* Data for processing:
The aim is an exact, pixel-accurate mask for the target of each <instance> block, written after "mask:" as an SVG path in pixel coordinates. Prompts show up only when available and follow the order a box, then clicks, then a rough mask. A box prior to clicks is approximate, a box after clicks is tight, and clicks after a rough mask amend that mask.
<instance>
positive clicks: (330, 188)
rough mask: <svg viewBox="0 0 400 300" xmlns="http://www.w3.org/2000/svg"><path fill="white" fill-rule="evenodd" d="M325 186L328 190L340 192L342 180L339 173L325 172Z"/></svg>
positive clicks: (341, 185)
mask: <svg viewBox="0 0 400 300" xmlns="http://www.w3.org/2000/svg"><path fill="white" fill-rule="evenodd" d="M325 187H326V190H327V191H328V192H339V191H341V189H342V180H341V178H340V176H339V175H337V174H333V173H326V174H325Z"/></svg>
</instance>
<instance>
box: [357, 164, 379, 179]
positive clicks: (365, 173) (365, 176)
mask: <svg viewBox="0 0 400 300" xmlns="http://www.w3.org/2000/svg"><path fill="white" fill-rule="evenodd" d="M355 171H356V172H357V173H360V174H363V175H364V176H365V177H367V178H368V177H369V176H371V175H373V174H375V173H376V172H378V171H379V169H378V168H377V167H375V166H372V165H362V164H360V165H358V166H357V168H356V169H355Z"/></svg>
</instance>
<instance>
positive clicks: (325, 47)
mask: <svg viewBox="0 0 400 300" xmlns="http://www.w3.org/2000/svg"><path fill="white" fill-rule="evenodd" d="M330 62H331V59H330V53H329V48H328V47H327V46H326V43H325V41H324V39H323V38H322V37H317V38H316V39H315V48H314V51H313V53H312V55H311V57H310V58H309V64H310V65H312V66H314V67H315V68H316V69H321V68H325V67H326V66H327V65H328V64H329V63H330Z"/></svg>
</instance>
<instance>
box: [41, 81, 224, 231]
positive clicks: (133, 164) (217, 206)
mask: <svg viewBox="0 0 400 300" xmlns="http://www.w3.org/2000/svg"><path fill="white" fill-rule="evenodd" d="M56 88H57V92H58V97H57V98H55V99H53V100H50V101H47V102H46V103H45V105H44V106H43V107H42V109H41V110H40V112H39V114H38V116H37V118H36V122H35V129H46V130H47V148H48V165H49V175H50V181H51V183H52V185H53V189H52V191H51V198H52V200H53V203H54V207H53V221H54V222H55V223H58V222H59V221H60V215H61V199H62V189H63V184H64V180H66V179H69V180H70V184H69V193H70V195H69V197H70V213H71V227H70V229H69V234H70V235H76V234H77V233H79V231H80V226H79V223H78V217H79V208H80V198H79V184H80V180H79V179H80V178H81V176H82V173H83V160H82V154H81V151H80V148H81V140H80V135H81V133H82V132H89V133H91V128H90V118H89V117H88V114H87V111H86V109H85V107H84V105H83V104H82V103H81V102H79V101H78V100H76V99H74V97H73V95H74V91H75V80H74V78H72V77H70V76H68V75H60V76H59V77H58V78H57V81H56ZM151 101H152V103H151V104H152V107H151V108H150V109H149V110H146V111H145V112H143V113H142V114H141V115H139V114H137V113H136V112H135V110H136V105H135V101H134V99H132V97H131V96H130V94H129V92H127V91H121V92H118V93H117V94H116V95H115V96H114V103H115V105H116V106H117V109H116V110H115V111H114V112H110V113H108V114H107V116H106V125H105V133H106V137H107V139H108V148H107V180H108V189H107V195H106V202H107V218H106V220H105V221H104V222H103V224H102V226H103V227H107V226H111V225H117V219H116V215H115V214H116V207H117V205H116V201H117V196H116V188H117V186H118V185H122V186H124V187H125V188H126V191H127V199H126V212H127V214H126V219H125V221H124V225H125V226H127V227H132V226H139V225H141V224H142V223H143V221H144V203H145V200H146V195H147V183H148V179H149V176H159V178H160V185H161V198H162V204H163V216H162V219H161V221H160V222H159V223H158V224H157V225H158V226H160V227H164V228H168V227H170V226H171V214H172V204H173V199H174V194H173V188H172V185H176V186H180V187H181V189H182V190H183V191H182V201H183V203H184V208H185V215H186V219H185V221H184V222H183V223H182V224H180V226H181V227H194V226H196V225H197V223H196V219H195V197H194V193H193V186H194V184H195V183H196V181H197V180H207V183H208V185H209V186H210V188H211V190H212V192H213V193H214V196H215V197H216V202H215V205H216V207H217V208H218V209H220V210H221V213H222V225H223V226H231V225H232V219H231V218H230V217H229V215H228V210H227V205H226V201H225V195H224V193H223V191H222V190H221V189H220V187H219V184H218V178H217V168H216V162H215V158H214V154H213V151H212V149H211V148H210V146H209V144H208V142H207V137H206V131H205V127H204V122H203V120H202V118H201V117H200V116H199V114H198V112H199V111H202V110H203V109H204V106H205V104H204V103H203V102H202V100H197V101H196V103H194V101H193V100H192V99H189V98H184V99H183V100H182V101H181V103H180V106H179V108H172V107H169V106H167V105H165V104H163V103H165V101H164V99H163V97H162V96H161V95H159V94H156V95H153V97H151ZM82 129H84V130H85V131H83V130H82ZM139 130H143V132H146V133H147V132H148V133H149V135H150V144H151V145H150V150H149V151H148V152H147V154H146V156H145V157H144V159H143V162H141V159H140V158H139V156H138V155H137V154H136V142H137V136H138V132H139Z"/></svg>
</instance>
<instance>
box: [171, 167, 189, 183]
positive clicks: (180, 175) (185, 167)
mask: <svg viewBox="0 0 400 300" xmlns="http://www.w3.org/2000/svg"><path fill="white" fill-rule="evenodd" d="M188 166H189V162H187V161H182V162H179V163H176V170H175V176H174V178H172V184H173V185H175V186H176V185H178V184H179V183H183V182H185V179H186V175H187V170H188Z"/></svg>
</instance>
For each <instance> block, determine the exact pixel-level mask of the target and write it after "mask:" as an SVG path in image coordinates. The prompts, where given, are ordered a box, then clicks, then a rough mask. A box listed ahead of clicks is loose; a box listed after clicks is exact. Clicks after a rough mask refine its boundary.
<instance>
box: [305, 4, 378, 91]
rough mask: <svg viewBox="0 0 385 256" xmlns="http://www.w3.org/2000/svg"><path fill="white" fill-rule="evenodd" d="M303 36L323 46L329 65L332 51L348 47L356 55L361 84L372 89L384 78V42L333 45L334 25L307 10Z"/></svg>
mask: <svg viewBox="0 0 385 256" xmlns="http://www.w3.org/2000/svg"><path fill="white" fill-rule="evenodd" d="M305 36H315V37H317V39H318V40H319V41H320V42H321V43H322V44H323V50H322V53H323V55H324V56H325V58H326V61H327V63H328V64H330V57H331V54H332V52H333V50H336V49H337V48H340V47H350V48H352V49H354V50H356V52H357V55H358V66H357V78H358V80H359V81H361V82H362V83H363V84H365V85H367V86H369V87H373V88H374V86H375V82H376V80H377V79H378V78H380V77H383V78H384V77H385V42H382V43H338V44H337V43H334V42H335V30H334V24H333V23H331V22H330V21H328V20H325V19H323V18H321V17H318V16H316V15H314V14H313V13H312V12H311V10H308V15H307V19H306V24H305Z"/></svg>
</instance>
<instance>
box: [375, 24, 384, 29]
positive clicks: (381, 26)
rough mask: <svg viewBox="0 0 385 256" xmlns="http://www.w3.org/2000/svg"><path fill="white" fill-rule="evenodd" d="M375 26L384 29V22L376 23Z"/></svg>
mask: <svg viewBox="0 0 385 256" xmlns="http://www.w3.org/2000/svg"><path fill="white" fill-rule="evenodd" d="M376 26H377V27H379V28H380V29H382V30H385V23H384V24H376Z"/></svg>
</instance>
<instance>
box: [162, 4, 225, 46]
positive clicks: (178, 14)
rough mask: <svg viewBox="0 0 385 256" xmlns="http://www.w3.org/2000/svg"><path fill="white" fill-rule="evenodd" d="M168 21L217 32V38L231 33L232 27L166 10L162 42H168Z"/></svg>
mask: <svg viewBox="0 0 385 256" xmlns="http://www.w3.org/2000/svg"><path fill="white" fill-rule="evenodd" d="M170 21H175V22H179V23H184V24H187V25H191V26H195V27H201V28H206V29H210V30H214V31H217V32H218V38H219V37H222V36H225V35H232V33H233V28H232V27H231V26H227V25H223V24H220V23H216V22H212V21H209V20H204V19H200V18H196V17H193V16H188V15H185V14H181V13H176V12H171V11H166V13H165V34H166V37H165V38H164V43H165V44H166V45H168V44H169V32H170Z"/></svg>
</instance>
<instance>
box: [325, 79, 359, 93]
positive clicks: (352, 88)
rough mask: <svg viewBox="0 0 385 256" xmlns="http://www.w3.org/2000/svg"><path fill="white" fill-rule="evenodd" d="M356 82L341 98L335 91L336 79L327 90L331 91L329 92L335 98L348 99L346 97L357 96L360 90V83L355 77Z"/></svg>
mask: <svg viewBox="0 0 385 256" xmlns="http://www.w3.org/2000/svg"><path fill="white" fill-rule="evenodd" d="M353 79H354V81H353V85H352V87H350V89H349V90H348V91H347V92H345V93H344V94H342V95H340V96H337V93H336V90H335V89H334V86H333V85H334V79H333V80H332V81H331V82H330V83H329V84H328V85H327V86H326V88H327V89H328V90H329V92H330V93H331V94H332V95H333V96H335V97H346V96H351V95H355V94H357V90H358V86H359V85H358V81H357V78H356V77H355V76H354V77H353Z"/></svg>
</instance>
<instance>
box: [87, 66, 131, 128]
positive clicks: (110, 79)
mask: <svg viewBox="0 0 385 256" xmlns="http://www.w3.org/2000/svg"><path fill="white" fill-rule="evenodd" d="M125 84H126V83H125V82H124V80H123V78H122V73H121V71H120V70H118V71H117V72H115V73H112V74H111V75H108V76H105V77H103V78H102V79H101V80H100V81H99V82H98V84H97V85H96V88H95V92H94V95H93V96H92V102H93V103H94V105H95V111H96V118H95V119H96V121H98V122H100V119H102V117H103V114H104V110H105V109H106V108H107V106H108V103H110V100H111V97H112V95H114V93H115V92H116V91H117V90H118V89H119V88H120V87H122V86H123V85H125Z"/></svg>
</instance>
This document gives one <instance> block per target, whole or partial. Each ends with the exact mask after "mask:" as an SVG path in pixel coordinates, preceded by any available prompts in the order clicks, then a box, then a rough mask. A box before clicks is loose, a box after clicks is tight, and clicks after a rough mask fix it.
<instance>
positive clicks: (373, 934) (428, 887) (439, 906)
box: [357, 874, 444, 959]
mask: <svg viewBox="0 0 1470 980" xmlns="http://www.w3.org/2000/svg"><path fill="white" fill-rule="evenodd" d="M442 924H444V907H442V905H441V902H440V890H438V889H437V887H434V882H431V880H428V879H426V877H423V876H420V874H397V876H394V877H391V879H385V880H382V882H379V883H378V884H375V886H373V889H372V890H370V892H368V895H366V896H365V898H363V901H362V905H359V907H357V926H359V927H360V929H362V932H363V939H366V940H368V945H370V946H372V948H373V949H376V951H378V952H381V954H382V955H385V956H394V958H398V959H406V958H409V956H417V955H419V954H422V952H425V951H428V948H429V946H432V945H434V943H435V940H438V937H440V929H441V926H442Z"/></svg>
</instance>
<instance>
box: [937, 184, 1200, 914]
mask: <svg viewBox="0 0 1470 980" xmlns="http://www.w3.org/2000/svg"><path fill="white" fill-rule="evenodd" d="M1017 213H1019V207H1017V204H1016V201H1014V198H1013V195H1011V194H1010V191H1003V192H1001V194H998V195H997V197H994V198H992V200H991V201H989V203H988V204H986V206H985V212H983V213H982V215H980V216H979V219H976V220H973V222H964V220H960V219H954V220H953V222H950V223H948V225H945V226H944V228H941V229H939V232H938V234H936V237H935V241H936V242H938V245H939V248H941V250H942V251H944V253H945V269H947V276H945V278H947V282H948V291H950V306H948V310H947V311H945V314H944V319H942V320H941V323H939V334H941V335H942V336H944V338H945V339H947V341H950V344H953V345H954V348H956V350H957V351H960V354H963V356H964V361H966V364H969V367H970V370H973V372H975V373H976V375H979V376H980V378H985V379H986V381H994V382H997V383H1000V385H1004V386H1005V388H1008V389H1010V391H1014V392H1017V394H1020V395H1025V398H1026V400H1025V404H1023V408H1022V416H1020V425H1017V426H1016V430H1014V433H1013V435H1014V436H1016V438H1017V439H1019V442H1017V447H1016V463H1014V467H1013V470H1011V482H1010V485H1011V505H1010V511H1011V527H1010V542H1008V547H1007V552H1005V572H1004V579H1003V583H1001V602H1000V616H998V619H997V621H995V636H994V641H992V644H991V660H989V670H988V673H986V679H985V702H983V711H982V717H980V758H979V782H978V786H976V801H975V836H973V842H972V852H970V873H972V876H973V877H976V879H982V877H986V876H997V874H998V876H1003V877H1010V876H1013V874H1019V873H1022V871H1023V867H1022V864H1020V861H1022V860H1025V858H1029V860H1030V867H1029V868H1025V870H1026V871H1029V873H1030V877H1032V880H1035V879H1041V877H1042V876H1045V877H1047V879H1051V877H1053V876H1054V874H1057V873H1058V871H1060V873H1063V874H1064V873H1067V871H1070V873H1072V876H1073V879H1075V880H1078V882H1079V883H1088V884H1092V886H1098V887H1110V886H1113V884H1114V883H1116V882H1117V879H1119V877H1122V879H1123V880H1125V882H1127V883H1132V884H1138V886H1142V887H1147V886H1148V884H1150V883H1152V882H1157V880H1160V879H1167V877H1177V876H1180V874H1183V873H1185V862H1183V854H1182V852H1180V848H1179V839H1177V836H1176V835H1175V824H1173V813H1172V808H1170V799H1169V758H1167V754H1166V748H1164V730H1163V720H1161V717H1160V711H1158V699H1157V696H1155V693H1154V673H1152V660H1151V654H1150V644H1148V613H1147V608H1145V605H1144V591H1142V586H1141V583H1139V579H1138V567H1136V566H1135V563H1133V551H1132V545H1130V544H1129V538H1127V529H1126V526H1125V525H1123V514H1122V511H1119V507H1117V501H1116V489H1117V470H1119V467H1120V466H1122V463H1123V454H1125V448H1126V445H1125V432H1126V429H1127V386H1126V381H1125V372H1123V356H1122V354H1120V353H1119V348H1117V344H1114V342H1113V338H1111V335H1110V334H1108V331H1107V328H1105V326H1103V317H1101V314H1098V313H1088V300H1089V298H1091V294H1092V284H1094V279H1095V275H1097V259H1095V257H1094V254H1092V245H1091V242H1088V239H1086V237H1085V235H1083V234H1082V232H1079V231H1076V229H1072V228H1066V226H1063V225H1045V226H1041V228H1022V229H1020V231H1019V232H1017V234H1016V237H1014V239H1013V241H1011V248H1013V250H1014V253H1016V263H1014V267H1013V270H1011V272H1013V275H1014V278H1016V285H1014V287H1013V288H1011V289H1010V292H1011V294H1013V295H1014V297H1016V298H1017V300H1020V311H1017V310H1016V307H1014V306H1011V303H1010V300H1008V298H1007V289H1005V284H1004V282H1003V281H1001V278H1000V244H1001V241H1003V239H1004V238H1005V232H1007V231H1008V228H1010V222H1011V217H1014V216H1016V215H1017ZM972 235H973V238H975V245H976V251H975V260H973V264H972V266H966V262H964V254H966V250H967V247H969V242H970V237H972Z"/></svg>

* What to do:
Please copy out, word for word, the stretch of the entries from their very beginning through the line containing "positive clicks: (330, 188)", with that line included.

* Solution below:
The aim is an exact, pixel-accurate mask for the target of each <instance> block, written after "mask:" as an SVG path in pixel coordinates. Prompts show up only when available and follow the order a box, then clicks, then a rough mask. A box prior to clicks is approximate, a box after clicks is tight, and clicks after a rough mask amend that mask.
<instance>
positive clicks: (330, 188)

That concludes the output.